Problem description — Write out the listing below from the line containing "of the reflection" to its last line, unaltered, ends included.

- - - - -

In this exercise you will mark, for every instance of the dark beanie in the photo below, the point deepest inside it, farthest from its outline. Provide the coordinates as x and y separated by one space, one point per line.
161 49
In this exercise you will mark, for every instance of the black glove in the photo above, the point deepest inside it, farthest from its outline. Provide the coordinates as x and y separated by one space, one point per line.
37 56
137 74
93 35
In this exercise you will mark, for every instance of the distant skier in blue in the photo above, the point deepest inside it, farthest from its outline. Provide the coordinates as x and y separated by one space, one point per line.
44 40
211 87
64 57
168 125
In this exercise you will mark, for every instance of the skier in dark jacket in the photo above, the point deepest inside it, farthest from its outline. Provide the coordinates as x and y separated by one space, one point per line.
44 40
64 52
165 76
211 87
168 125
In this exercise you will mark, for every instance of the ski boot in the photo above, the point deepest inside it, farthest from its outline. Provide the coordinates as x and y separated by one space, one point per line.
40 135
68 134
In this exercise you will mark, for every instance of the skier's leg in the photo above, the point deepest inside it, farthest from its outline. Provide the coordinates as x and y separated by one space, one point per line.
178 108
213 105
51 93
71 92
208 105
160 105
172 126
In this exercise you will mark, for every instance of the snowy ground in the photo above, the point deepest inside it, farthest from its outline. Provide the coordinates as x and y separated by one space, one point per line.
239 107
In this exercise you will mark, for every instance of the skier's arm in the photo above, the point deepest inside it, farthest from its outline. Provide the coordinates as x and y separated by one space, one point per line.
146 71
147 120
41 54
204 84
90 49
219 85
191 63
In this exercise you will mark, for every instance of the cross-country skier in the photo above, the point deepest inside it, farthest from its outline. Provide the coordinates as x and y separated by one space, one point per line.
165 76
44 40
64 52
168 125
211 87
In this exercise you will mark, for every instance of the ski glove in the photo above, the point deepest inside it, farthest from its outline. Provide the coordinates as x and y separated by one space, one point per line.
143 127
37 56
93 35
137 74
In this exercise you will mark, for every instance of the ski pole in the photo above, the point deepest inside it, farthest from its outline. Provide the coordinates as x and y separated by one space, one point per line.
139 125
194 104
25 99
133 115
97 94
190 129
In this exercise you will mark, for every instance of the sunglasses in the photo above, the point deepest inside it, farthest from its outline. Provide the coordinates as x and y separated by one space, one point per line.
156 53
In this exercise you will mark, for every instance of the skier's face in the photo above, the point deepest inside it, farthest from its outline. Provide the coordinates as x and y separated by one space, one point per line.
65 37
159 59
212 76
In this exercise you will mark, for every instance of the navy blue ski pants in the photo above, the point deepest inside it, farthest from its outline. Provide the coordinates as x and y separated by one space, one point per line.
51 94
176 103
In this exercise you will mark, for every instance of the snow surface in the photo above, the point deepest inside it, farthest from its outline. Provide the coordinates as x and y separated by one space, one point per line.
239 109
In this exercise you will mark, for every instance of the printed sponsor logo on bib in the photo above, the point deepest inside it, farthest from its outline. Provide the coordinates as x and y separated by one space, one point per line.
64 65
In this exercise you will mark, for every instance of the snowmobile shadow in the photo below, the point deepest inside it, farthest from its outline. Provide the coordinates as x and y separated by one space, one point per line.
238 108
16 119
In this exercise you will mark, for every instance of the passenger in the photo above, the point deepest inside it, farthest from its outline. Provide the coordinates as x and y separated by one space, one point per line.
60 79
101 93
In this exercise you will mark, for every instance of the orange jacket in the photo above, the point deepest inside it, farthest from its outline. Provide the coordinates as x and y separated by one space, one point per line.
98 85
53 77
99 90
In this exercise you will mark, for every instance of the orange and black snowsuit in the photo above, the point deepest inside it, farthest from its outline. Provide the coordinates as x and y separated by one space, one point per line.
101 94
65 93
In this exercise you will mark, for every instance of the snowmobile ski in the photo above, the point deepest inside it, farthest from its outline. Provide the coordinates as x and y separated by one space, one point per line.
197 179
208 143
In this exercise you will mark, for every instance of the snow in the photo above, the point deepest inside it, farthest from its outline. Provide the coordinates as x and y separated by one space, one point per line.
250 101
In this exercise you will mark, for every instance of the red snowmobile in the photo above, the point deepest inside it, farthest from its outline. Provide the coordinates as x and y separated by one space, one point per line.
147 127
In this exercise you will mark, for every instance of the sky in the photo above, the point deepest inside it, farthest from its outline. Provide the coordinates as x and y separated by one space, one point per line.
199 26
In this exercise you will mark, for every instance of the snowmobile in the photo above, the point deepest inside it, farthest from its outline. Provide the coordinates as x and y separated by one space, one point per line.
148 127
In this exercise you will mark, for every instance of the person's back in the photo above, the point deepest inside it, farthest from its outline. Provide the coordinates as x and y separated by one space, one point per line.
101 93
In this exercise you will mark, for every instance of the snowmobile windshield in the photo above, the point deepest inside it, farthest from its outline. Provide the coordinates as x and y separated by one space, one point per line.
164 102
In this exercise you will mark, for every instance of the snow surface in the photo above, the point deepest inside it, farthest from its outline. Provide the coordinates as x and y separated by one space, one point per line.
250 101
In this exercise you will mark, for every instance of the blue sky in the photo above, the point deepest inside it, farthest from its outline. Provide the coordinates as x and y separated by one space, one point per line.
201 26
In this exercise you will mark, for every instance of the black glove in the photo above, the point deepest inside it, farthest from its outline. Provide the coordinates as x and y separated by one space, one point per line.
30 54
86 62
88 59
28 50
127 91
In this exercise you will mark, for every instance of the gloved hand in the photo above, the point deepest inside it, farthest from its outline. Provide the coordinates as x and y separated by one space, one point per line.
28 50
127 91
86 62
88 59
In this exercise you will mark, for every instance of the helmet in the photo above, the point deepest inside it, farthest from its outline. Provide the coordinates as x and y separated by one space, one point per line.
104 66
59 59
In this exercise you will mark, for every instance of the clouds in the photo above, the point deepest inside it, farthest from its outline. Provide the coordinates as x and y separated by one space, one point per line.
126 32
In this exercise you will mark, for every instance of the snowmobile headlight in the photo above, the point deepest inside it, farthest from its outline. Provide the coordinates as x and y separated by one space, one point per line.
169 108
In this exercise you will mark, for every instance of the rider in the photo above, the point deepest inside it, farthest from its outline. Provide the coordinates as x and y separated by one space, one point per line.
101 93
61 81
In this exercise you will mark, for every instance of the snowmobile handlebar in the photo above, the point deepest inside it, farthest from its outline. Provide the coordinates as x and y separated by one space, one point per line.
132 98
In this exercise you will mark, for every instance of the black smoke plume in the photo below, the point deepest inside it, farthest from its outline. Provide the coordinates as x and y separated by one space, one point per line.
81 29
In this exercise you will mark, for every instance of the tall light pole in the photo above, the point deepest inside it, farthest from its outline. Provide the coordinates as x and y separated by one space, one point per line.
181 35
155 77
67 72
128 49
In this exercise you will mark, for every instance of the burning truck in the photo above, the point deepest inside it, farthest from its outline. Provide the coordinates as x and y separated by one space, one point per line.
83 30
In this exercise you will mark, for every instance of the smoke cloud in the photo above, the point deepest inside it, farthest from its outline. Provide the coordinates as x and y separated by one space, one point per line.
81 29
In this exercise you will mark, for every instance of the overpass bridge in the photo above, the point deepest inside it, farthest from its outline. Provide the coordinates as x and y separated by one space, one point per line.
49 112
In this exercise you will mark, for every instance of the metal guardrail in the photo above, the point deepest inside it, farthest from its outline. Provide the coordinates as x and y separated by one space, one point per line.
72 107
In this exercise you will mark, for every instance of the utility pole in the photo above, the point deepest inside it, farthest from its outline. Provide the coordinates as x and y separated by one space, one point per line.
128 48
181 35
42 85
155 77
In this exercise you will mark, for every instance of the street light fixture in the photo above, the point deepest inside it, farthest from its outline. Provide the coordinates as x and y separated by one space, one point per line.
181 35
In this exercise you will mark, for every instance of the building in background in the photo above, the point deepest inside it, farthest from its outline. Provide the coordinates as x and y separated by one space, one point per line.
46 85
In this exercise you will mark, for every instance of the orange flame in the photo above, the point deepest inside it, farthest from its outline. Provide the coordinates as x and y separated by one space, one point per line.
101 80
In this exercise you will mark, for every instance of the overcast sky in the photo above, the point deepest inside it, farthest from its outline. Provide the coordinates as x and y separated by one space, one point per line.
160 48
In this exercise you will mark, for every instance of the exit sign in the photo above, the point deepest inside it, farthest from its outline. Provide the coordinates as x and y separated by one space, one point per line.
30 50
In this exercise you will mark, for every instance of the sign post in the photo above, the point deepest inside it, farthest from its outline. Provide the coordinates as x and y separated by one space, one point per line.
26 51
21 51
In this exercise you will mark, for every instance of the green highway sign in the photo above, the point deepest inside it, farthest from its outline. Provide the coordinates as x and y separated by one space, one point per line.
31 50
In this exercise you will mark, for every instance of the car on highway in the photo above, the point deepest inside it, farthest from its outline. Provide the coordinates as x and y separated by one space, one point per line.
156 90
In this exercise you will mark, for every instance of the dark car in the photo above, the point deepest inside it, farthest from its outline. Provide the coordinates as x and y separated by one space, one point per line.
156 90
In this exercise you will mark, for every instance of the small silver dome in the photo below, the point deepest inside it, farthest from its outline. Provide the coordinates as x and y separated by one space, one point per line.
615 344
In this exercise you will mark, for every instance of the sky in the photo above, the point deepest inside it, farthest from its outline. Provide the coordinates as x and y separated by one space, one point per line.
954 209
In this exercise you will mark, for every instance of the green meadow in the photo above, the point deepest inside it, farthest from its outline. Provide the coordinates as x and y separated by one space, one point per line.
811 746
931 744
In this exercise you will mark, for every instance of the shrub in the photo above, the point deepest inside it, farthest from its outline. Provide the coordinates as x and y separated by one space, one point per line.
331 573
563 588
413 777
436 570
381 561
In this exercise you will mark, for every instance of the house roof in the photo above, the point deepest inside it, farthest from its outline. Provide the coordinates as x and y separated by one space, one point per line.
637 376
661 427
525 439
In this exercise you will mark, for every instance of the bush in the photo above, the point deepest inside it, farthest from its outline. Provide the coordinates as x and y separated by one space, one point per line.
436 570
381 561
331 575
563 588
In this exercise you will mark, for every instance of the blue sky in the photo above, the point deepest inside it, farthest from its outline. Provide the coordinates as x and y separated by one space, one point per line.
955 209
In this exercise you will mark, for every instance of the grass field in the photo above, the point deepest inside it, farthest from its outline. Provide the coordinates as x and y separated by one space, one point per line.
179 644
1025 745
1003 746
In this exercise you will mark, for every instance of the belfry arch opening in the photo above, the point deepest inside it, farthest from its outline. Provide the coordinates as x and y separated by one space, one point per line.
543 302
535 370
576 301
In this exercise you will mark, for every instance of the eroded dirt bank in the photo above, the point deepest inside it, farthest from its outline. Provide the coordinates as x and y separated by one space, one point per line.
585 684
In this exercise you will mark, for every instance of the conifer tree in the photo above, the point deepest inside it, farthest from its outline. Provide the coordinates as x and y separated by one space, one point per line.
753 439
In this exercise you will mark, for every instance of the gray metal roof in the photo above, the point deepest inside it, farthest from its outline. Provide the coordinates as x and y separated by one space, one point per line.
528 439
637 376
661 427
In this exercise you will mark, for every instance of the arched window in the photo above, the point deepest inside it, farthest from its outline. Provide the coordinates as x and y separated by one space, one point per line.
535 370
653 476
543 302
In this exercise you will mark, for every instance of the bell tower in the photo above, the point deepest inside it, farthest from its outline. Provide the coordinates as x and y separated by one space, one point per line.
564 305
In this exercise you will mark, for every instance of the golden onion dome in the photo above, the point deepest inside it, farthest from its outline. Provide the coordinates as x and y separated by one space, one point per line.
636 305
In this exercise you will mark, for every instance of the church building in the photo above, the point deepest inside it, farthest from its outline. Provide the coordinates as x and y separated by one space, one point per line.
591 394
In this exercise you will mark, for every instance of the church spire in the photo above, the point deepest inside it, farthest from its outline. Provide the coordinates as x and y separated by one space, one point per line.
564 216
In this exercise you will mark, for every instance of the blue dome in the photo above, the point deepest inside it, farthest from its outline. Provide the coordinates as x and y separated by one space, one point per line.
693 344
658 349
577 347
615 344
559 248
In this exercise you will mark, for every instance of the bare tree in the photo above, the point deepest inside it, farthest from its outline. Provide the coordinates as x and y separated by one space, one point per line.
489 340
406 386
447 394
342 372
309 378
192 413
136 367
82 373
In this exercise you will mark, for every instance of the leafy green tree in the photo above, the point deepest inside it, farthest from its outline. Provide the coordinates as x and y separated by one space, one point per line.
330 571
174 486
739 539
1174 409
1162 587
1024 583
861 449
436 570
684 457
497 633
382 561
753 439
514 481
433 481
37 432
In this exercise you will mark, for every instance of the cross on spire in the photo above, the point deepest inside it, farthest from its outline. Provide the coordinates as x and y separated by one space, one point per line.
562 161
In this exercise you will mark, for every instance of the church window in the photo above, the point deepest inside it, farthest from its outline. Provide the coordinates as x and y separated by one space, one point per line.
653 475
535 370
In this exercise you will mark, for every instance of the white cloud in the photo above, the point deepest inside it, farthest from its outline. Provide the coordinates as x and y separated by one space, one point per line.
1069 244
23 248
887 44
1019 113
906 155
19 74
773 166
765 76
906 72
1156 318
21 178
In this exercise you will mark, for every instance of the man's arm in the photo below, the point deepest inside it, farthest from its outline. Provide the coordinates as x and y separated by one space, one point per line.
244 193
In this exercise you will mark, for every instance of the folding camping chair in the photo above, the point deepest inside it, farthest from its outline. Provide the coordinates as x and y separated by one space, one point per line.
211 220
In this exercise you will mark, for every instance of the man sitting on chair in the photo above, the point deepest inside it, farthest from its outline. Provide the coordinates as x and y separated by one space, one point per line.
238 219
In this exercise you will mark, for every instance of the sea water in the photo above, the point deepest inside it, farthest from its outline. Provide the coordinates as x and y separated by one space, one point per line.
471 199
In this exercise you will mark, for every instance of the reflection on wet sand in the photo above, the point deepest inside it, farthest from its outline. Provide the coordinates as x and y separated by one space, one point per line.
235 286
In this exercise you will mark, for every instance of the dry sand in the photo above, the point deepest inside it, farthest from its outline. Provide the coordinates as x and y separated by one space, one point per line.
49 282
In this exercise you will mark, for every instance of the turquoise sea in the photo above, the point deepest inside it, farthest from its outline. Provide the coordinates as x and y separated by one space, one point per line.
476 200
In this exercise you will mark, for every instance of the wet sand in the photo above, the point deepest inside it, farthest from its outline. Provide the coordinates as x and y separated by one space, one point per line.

- - - - -

Result for this exercise —
In this exercise you will mark, for every instance of the reflection on wet sand in the photo above, the point deepest inside it, farthest from its outline. Provide the coordinates as x and y separated by one space, one point per line.
235 286
In this exercise you will mark, for every instance of the dry sand in the photo above, the point deepest inside it, farthest from its outline. Provide the coordinates as x and y separated by one space, one point per line.
49 282
In this exercise you will mark, for every instance of the turquoise sea in the photo above, the point deepest inside it, farthest from its outline. Provide the coordinates as x and y separated by one space, one point per line.
476 200
In this exercise you will mark, for every instance of the wet sand in the photo above, the point deepest inside it, farthest from its outline. Provide the coordinates as x and y separated by one space, one point per line.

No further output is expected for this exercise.